> [THE TASK]: Please copy the following lines word for word, leaving out the pictures.

--*--

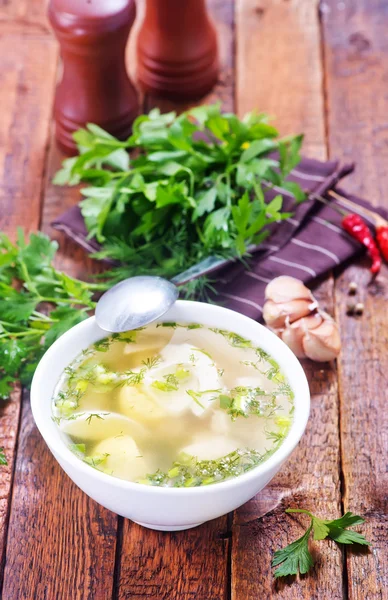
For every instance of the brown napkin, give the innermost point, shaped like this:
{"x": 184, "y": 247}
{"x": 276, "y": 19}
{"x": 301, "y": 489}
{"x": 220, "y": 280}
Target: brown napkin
{"x": 305, "y": 246}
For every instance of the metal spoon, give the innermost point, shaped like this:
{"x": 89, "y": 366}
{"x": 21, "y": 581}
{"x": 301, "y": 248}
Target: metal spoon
{"x": 134, "y": 302}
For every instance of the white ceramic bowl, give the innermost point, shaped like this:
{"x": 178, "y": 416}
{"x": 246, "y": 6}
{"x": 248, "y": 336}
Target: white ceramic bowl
{"x": 167, "y": 509}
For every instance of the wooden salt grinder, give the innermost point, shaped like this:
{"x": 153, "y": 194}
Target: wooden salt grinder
{"x": 94, "y": 87}
{"x": 177, "y": 49}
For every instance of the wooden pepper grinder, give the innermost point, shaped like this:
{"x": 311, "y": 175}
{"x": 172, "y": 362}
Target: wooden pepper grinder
{"x": 177, "y": 49}
{"x": 94, "y": 87}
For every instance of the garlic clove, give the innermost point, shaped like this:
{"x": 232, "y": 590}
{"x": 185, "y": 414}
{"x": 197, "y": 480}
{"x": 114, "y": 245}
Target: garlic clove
{"x": 323, "y": 343}
{"x": 285, "y": 288}
{"x": 275, "y": 314}
{"x": 293, "y": 334}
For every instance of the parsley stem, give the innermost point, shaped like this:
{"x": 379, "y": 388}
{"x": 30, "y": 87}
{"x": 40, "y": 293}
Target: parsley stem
{"x": 22, "y": 334}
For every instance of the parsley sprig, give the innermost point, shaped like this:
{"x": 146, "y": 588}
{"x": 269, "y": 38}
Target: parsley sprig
{"x": 193, "y": 187}
{"x": 296, "y": 557}
{"x": 38, "y": 303}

--*--

> [EXERCISE OUTPUT]:
For every instance of the brown napkin, give the innermost point, shaped like this:
{"x": 184, "y": 247}
{"x": 276, "y": 19}
{"x": 301, "y": 489}
{"x": 220, "y": 280}
Target: brown napkin
{"x": 305, "y": 246}
For every instance of the metal spoon, give the innermost point, shaped like this:
{"x": 89, "y": 366}
{"x": 21, "y": 581}
{"x": 301, "y": 248}
Target: metal spoon
{"x": 134, "y": 302}
For every instance of the white ceramic bowl, give the innermost point, shaped like this:
{"x": 178, "y": 416}
{"x": 246, "y": 6}
{"x": 248, "y": 336}
Target: white ceramic bowl
{"x": 167, "y": 509}
For every instance of the wooden salt grinder, give the innermost point, shaped like this:
{"x": 153, "y": 194}
Target: wooden salt grinder
{"x": 94, "y": 87}
{"x": 177, "y": 49}
For every instance of the wooden pepper grinder, give the innermost point, shaped like this:
{"x": 311, "y": 175}
{"x": 172, "y": 362}
Target: wooden pepper grinder
{"x": 177, "y": 49}
{"x": 94, "y": 87}
For every instance of the garlic clove, give the innermost point, shaped like this:
{"x": 232, "y": 590}
{"x": 185, "y": 414}
{"x": 197, "y": 480}
{"x": 114, "y": 245}
Target: garlic clove
{"x": 323, "y": 343}
{"x": 285, "y": 288}
{"x": 275, "y": 314}
{"x": 293, "y": 334}
For every instance of the parsley stem, give the innermost point, shaped like this:
{"x": 379, "y": 388}
{"x": 30, "y": 87}
{"x": 40, "y": 293}
Target: parsley stem
{"x": 22, "y": 334}
For every instance of the parsley sprig, give the innermost point, shaped like this:
{"x": 146, "y": 588}
{"x": 269, "y": 38}
Target: parsley sprig
{"x": 193, "y": 187}
{"x": 296, "y": 557}
{"x": 38, "y": 303}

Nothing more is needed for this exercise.